> **FRAGMENTO**
'''

Entonces volvió a asomarse una opción que habían dejado de lado: el trasplante de riñón. Jossmary entendió que esa era la alternativa que la ciencia le ofrecía y que la mantendría con vida. Su esposo y ella pensaron, una vez más, que sería fácil recolectar el dinero para cubrir los gastos del procedimiento. Repasaron la multitud de allegados que tenían, producto de la posición que Edwing ocupaba en la universidad, y se sintieron optimistas.
“Ellos nos ayudarán”, se dijeron.
Pero no fue así. La tarea de recaudar fondos se ha vuelto cuesta arriba porque, apenas hicieron pública la condición de Jossmary, recibieron muy pocos mensajes apoyo. Recibieron incluso algunos comentarios de clara insolidaridad, situación que se hizo más aguda en cuanto Edwing dejó de ser autoridad universitaria, en 2017.
Sintiéndose muy sola y con el ánimo devastado, Jossmary comenzó a preguntarse dónde estaban todos esos contactos que habían cultivado a lo largo de tanto tiempo en la Unellez. ¿Por qué tanta indiferencia?
Un día recibió, como un relámpago en medio de la noche, un mensaje que iluminó ese cuarto oscuro en el que se sentía sumida: “La vida es bella” fue la respuesta de alguien a su solicitud de ayuda.
Esa frase retumbó en su mente, pasando a recordar con dolorosa claridad el celo con el cual Edwing, mientras estuvo al frente del vicerrectorado, defendió la revolución discriminando y llamando “escuálidos” a quienes se oponían a los ideales chavistas y lanzándoles como un dardo, cuando denunciaban irregularidades en el país, esas irónicas palabras que acababa de recibir: “La vida es bella”.
Las escuchaba en su mente, una y otra vez, mientras se derrumbaba por dentro.
“Era una mentira, un engaño”, se dice a sí misma, rememorando aquella realidad que ahora ve con otros ojos. Con sus sueldos de profesores universitarios no les alcanza el dinero para comprar la comida, que está cada vez más costosa. Lamenta cómo actuó su esposo en el pasado y se cuestiona haber apoyado esa postura tan cruel. Su experiencia de soledad la llevó a reflexionar también sobre el país: se desencantó de todo lo que una vez apoyó, porque vive en carne propia el deterioro de una Venezuela que alguna vez fue próspera. En el centro nefrológico de Cojedes ve, en los rostros de sus 70 compañeros de diálisis, un reflejo —su propio reflejo— de la desesperación y la angustia. Junto a ellos enfrenta las fallas de electricidad, del suministro del agua y la clausura de dos salas por falta de máquinas y de personal de enfermería.

'''

> **SEGMENTO DE DATOS**
'''

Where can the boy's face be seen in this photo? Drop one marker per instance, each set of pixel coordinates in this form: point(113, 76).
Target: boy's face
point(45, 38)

'''

> **EJERCICIOS**
• 1. Según el fragmento sobre Jossmary, ¿en qué año dejó Edwing de ser autoridad universitaria?
• 2. Enumera todos los problemas que, según el fragmento sobre Jossmary, ella enfrenta junto a sus compañeros en el centro nefrológico de Cojedes.
• 3. Escribe lo que sigue en el fragmento sobre Jossmary, a partir de su última oración.

> **RESPUESTAS**
• 1. En 2017.

• 2.
- Las fallas de electricidad
- Las fallas del suministro de agua
- La clausura de dos salas por falta de máquinas y de personal de enfermería

• 3.
Esos pacientes que sufren el país son, ahora, su compañía.
“La vida es bella”, escucha en su mente, y se aflige.
—Haber sido chavista para mí es como un pecado. No puedo dejar de preguntarme: ¿Dios mío, qué me pasó? Esa marca me hace sentir mal y no sé cómo revertirla.
Tal vez intentando enmendar lo que considera un error, ha hecho público su distanciamiento de la llamada revolución bolivariana: ha ido a marchas opositoras y, en su cuenta de Facebook, ha criticado al régimen de Nicolás Maduro. Pero hay muchos que, todavía, no le creen su conversión.
O no le perdonan su pasada posición.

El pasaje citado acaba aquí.